» **Records supplied**
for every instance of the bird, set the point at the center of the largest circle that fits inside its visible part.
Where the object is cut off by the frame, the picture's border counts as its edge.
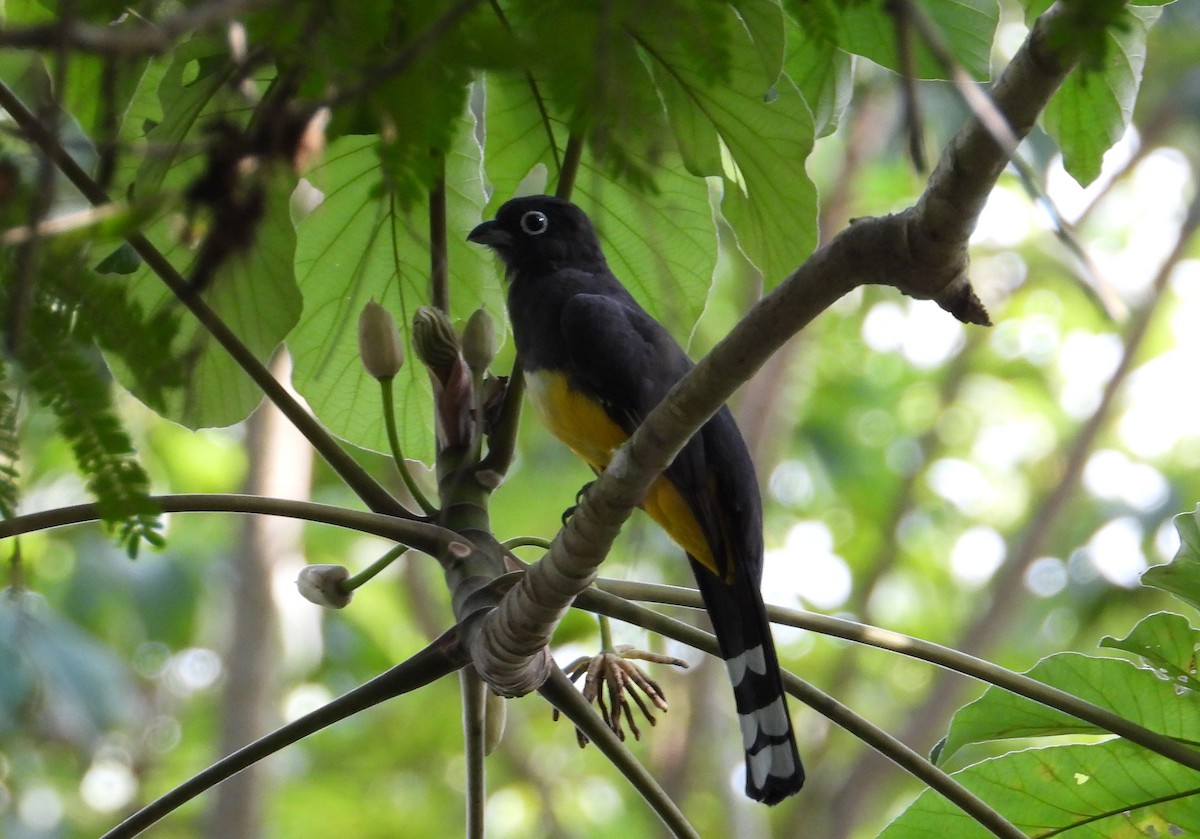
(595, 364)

--

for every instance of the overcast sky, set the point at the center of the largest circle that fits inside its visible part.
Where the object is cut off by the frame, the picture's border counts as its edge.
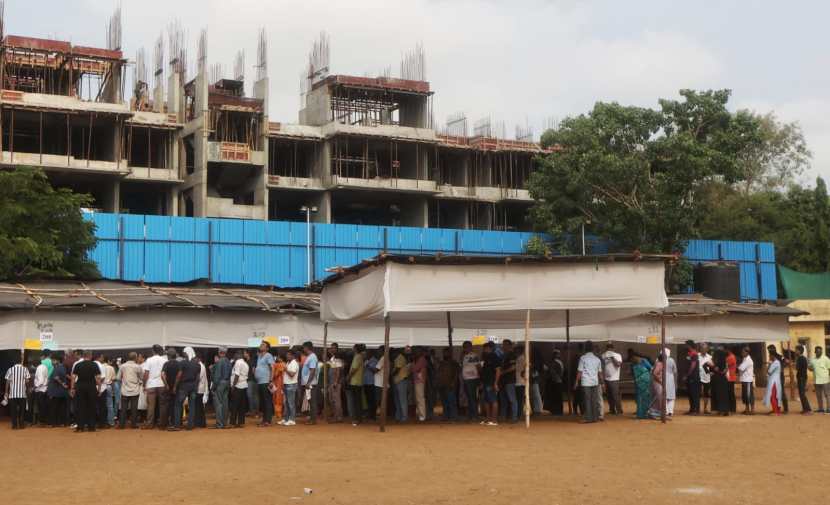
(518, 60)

---

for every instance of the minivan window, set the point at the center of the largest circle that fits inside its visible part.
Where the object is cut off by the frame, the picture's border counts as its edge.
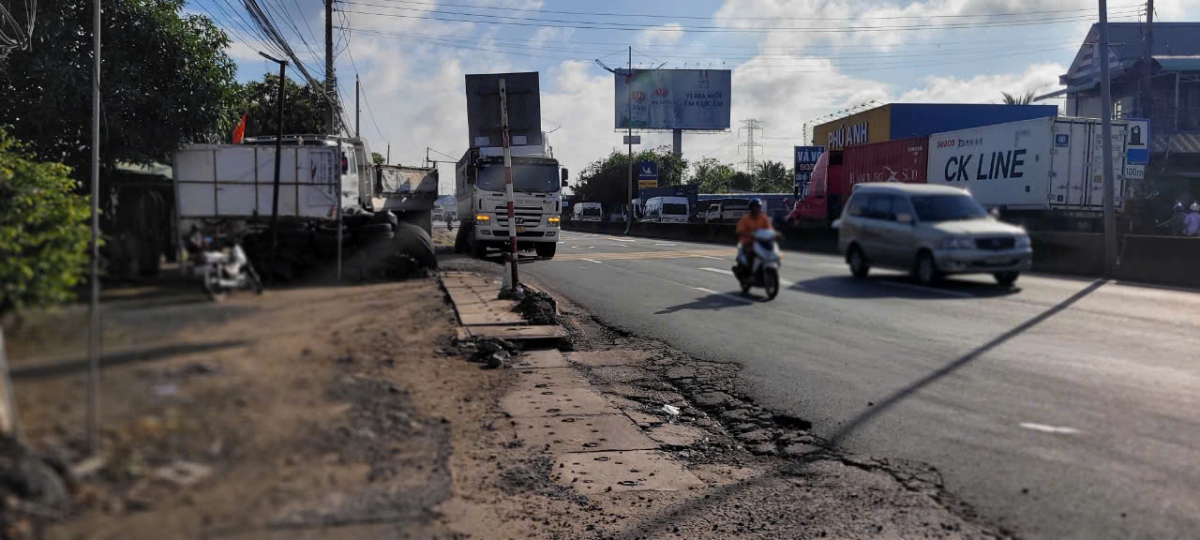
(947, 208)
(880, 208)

» **What to produce**
In the lines above, find the word "center" and copy each line that contains it.

» **Response**
for every instance of the bird, set the point at the center of the largest circle that fits inside its visible part.
for every instance of the overcast sky, set the point at the center of the largest circle that fits inside its visible part.
for every instance of the minivan window, set the point at the center of the largest circle that fits inside its visible part.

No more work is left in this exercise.